_SHORT EXERCISE_. Reproduce the listing from the line that has "Question. Identify the woman in" through the end of the listing, changing every "marker" to "pin" and keeping everything else the same.

[Photo-based point labeling listing]
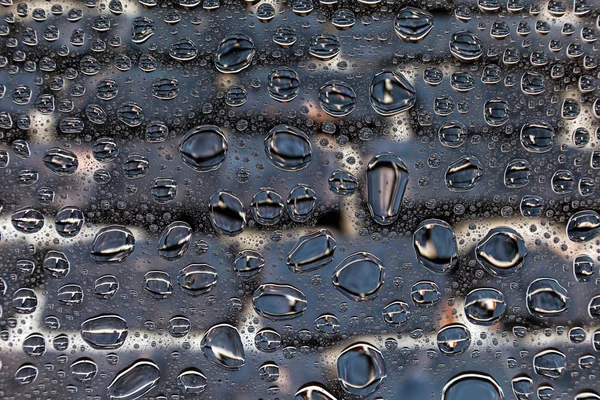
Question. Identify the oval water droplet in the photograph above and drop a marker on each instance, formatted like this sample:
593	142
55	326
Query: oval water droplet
134	381
312	252
361	369
547	298
278	301
391	93
501	252
288	148
234	53
435	245
105	332
359	276
113	244
197	279
223	346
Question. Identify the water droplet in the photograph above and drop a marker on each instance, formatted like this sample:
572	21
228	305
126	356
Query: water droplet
278	301
312	252
359	276
223	346
361	369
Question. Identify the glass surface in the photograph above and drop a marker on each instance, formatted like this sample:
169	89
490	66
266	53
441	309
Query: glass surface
309	199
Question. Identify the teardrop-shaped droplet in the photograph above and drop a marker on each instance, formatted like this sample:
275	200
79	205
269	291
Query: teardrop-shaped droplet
387	177
223	346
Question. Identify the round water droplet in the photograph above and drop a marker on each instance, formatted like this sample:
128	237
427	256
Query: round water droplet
501	252
191	381
464	174
361	369
288	148
113	244
337	98
550	363
223	346
158	284
359	276
435	245
279	301
248	263
484	306
453	339
425	293
583	226
174	240
267	206
472	385
283	85
391	93
413	24
234	53
466	46
227	213
537	137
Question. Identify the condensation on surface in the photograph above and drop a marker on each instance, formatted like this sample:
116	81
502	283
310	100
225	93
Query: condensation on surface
310	199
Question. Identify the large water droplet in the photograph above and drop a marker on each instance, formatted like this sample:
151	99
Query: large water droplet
288	148
203	148
112	244
501	252
223	346
105	332
361	369
359	276
387	177
134	381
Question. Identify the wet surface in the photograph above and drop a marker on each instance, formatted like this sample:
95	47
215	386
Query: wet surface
312	199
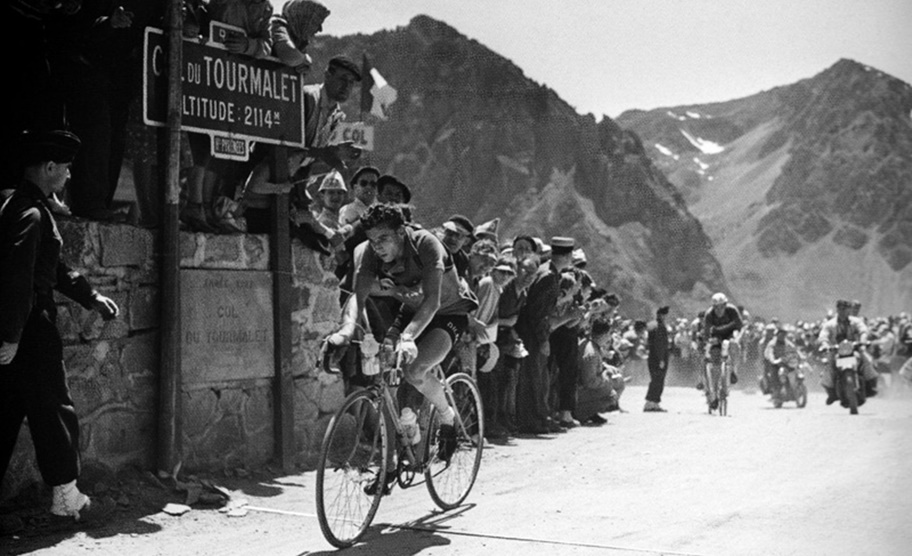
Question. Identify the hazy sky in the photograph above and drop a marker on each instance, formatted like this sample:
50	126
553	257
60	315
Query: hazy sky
607	56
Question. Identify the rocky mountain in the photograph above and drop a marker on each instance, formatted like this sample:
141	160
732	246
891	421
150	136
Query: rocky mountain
472	134
805	189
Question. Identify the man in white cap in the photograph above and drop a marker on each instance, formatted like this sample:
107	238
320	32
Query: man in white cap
458	230
534	328
332	194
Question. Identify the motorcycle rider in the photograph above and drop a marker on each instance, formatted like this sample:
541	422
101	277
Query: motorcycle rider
721	322
845	326
777	352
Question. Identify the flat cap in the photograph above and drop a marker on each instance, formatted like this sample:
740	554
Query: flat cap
562	245
387	179
346	64
461	224
333	181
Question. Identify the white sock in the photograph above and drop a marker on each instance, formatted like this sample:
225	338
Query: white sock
447	417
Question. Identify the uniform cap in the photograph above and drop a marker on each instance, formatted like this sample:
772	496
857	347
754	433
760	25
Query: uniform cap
55	146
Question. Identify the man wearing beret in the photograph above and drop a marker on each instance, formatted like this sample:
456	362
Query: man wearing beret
32	376
657	360
458	230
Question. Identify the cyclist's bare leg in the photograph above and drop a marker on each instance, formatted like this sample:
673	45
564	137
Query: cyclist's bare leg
432	349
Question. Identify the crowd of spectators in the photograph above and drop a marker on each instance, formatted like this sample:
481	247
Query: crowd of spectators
546	343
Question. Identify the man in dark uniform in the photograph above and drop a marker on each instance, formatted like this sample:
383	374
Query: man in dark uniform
533	325
32	376
657	360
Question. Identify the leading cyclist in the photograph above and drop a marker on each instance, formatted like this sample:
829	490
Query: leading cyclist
402	257
720	323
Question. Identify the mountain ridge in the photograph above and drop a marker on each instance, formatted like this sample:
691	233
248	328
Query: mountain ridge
472	134
802	173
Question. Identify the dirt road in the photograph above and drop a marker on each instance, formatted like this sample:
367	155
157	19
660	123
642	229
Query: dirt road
761	481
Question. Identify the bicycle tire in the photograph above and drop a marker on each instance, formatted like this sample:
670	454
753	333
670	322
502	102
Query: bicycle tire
354	453
449	483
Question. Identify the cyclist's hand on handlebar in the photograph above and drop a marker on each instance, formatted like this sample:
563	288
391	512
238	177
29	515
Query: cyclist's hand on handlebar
338	339
408	349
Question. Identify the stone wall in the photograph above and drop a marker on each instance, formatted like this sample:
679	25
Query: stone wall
113	366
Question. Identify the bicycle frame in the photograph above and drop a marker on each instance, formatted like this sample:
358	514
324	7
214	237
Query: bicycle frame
717	357
391	377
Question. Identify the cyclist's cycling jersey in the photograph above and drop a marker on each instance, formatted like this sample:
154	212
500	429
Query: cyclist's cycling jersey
421	250
834	331
722	326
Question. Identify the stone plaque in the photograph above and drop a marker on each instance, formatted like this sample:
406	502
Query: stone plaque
226	325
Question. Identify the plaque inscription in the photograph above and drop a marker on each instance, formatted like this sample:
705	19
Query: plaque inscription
227	325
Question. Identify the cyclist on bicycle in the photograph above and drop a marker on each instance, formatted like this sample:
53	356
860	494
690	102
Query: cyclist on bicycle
400	256
845	326
720	323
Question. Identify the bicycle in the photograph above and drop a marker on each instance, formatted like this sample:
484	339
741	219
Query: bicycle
716	374
365	442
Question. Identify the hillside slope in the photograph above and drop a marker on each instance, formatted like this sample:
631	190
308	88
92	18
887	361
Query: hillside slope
471	134
805	190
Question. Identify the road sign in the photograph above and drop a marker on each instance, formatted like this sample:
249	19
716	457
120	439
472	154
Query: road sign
360	134
232	98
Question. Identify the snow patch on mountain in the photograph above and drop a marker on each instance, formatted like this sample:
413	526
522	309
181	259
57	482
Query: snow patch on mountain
707	147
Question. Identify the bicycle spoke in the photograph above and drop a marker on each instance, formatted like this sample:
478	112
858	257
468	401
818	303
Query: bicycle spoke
449	483
352	457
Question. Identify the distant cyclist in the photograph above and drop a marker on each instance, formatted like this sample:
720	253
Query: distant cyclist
720	323
845	326
399	256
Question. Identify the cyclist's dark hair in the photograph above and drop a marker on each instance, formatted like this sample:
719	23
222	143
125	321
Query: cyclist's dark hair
388	216
599	328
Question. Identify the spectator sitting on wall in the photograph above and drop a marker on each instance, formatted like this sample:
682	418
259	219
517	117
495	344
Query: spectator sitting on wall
291	32
322	114
364	185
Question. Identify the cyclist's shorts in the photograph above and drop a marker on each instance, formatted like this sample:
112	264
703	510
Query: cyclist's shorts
453	325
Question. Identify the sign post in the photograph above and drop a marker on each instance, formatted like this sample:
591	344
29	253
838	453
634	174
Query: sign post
236	100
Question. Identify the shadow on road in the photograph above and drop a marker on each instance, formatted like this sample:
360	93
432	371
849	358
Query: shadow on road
404	539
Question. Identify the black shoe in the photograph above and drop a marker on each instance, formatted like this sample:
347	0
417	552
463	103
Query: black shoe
371	489
446	442
871	387
10	525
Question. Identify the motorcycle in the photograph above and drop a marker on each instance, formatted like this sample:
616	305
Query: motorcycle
848	376
791	382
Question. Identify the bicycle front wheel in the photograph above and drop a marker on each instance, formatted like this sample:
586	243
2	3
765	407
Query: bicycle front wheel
353	456
449	483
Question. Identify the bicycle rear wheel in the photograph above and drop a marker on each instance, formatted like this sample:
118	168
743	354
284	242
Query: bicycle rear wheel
353	455
449	483
724	389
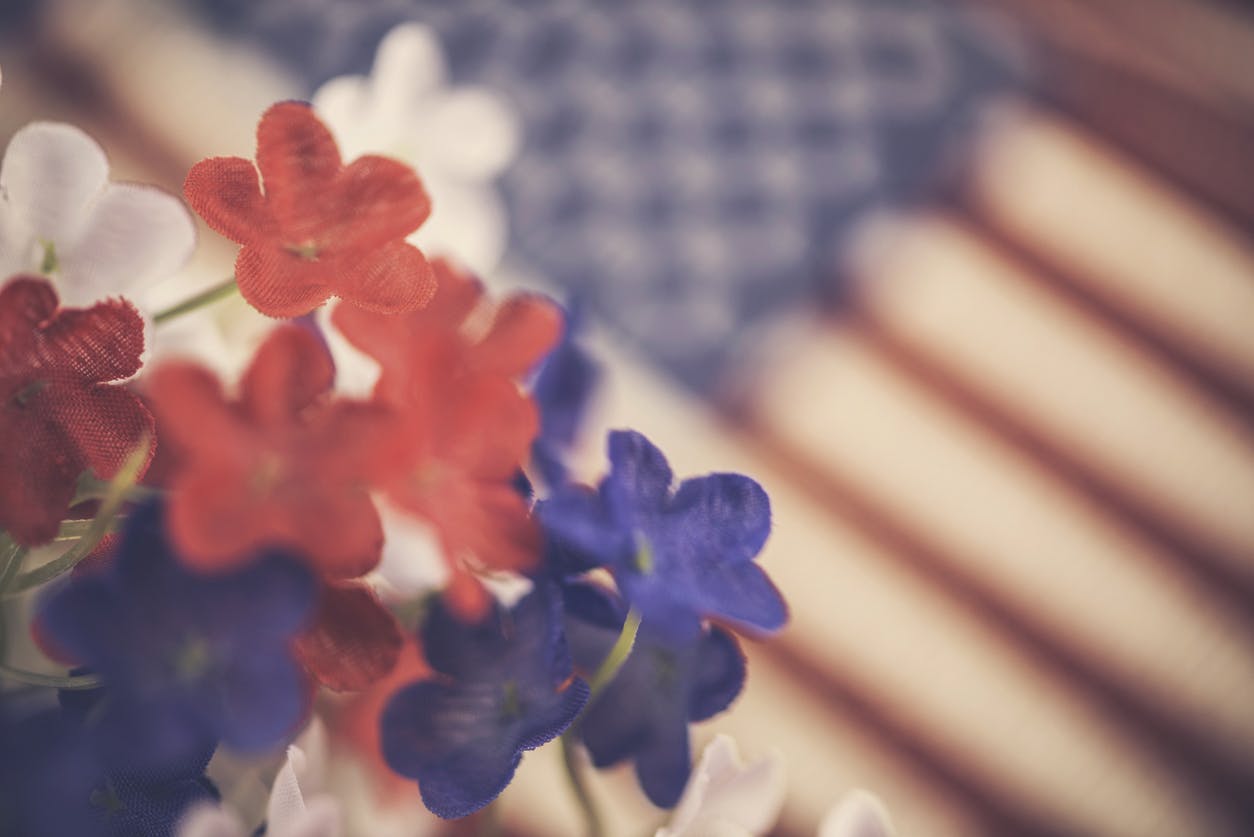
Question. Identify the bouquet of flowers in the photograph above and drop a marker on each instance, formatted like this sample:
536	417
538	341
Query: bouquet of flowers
235	576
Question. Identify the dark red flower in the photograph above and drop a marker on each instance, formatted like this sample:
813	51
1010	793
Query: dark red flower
282	466
58	413
354	640
321	229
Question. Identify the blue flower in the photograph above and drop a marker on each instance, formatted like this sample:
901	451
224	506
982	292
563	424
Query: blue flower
676	555
562	390
187	659
645	712
507	688
53	781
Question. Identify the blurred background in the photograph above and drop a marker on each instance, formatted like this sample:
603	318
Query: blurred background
968	285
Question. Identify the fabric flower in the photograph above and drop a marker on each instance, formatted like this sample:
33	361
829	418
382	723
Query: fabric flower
354	639
859	813
645	712
187	659
507	688
320	229
54	781
458	138
726	797
60	216
509	338
282	466
463	427
562	390
676	555
287	815
59	415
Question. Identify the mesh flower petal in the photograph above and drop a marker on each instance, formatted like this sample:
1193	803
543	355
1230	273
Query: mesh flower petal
282	466
60	216
677	556
459	138
643	713
186	659
562	390
53	781
463	428
354	640
58	413
312	227
508	688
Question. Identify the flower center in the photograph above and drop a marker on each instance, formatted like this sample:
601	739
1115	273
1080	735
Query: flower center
23	395
512	703
192	659
306	251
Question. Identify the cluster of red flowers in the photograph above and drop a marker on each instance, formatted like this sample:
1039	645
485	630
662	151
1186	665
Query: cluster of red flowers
284	461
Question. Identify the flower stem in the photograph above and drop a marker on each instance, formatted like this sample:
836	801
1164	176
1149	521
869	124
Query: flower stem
601	678
110	505
35	679
205	298
574	772
618	654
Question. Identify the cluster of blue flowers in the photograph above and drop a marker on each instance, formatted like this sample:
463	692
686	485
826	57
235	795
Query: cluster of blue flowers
187	663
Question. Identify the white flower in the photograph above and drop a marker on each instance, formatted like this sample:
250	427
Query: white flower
725	798
458	141
60	216
859	813
287	815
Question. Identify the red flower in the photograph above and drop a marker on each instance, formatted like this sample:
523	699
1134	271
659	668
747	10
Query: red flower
58	414
354	640
508	339
321	229
282	466
463	428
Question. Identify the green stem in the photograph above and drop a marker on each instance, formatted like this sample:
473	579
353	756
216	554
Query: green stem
77	530
205	298
99	526
35	679
618	654
11	555
601	678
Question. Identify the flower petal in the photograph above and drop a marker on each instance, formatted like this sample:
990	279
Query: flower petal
226	192
354	640
279	284
290	372
638	471
374	201
299	161
408	65
526	328
725	796
394	279
483	134
52	173
132	237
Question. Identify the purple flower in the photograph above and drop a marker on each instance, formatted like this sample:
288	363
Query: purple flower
645	712
507	688
677	556
562	390
187	659
53	781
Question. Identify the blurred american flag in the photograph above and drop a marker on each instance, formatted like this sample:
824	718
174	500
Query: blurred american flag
968	286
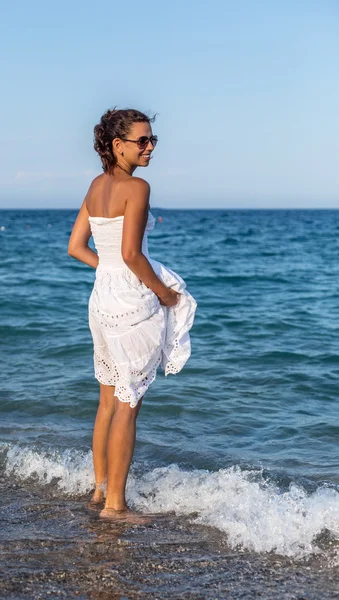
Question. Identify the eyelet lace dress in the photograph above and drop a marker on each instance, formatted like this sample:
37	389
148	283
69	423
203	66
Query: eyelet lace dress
133	333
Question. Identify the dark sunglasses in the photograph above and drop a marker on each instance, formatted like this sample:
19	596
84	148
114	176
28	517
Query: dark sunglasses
143	141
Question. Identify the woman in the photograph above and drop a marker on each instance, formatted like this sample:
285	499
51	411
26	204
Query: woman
140	311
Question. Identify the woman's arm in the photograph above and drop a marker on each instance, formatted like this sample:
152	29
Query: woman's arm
78	241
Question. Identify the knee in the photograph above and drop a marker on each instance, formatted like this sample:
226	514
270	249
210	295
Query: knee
106	399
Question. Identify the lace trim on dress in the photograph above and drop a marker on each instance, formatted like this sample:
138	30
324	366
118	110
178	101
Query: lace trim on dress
124	390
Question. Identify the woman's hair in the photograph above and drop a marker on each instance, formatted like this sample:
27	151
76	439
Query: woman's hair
115	123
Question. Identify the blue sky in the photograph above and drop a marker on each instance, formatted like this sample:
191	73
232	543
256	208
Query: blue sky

_ANSWER TO THIS PROBLEM_.
Question. Identify the woman in the photograph above and drop a pin on each instance, formatted like this sample:
285	499
51	411
26	204
Query: woman
140	311
Question. Identify the woman's arm in the photograph above and drop a pin on each instance, formatted like this sample:
152	29
Query: woman's arm
78	241
Question. Identify the knee in the photograph above and drop a pin on each instance, formatted like this sample:
226	514
270	249
210	295
Query: knee
106	399
Question. Identify the lace trim on dress in the photograph above and drop a pin on each instance, formatted like this sample:
138	30
324	366
118	110
178	101
Query: lace trim on dress
124	390
Question. Identify the woman's hair in the photograph above and drop a pin on each instance, formatted like this sample:
27	151
76	439
Query: woman's hair
115	123
Question. Identify the blue sky in the photograph above and drop a pin on each instance, formatted like this sample:
191	73
232	543
256	208
Query: blue sky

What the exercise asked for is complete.